▶ DATA SECTION
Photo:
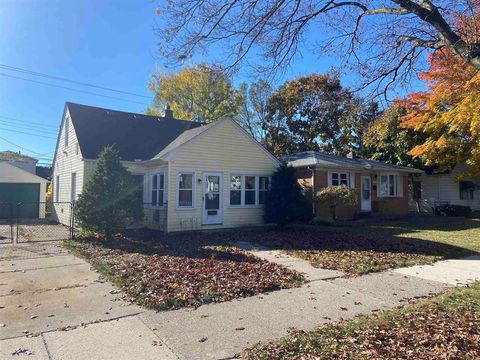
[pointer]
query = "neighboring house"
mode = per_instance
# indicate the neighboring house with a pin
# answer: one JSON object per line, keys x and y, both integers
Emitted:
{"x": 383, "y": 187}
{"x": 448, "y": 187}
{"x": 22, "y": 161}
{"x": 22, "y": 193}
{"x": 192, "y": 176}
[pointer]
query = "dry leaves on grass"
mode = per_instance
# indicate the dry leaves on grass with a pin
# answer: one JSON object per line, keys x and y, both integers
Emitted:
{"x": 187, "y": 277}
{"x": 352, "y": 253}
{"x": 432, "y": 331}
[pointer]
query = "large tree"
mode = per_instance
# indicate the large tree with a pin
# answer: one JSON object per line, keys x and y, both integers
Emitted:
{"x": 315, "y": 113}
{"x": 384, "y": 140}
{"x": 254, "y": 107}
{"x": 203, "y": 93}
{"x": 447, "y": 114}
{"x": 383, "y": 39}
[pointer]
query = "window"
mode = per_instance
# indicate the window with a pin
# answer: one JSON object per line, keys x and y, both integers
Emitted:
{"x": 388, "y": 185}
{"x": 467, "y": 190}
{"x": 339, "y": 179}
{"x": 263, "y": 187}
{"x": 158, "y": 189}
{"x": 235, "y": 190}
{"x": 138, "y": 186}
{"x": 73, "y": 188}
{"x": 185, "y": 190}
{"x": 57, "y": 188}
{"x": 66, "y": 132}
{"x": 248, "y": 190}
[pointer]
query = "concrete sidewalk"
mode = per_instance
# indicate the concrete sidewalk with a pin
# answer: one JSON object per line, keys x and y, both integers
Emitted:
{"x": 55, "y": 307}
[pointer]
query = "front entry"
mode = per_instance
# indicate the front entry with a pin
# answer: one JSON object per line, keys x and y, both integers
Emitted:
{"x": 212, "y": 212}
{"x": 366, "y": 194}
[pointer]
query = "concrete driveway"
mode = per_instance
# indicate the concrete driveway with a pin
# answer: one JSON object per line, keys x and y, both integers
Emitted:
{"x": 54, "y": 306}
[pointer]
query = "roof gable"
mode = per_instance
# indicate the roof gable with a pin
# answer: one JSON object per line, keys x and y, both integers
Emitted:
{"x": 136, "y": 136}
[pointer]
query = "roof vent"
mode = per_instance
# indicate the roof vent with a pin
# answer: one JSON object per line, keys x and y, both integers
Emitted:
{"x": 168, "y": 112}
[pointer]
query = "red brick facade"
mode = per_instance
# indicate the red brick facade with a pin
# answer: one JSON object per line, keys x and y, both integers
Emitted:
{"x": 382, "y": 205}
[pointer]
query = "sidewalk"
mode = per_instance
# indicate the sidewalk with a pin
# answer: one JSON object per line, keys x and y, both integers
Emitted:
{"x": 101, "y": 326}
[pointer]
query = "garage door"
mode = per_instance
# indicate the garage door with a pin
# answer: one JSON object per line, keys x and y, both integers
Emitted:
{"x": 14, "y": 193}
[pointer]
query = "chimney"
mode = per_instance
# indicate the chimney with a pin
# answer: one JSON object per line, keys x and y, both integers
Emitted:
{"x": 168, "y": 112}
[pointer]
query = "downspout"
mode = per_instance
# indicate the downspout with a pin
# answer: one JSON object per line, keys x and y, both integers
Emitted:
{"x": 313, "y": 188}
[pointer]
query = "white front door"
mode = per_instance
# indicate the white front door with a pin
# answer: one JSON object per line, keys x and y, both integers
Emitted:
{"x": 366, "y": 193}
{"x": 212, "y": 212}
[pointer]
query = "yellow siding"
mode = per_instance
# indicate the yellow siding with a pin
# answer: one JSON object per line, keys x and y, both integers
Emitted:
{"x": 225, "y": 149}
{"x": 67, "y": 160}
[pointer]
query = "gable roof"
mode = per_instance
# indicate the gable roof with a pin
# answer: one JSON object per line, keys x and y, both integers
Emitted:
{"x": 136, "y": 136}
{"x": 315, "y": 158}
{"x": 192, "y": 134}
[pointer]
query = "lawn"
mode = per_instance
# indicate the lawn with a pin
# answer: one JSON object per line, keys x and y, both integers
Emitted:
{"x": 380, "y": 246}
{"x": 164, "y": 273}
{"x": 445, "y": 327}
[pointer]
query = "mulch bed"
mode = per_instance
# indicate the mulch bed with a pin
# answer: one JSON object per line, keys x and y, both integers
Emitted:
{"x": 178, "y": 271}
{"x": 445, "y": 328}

...

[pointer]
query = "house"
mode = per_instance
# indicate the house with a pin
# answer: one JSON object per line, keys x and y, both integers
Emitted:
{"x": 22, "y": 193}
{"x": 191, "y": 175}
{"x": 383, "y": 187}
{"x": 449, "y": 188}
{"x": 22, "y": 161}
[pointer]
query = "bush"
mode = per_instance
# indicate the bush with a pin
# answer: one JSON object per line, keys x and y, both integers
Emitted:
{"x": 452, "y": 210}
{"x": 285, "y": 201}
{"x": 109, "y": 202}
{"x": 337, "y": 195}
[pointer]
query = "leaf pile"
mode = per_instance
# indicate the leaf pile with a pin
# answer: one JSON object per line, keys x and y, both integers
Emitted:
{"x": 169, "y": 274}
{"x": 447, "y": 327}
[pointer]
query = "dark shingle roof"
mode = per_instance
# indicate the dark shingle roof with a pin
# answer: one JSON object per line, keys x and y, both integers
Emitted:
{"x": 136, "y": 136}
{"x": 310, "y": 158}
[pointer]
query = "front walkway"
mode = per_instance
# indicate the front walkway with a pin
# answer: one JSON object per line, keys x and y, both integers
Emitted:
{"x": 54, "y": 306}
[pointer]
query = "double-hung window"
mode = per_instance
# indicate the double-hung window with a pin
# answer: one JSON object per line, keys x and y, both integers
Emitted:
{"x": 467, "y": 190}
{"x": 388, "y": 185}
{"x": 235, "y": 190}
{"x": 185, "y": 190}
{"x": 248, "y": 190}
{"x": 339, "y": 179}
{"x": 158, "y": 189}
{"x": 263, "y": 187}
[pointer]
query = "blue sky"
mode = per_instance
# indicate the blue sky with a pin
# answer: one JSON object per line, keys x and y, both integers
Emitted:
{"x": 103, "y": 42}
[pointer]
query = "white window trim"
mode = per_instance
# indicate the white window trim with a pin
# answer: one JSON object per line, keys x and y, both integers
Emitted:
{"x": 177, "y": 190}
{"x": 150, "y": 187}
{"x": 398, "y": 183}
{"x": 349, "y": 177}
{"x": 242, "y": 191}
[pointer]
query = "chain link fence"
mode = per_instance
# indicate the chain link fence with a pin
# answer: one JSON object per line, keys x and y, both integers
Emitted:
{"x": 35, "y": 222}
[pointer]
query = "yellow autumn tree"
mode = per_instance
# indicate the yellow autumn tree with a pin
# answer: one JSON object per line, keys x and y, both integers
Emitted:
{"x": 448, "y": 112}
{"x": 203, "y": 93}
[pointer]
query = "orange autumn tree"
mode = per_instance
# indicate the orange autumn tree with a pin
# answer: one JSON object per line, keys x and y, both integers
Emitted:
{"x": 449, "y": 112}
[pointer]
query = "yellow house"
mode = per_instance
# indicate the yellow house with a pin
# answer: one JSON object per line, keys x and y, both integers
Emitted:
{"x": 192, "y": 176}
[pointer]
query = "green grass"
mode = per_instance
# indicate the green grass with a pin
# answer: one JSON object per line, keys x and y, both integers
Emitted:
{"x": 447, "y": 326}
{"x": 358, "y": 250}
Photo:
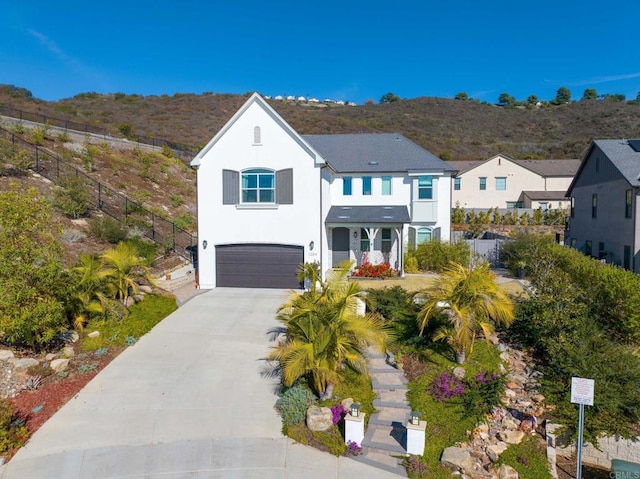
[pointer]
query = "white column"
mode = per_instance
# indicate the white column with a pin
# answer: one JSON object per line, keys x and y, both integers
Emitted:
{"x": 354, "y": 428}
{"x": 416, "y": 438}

▶ WRITTEN REQUEST
How many lines in the items above contain the word "double"? Reply with the number only.

▶ RESULT OF THIS TASK
2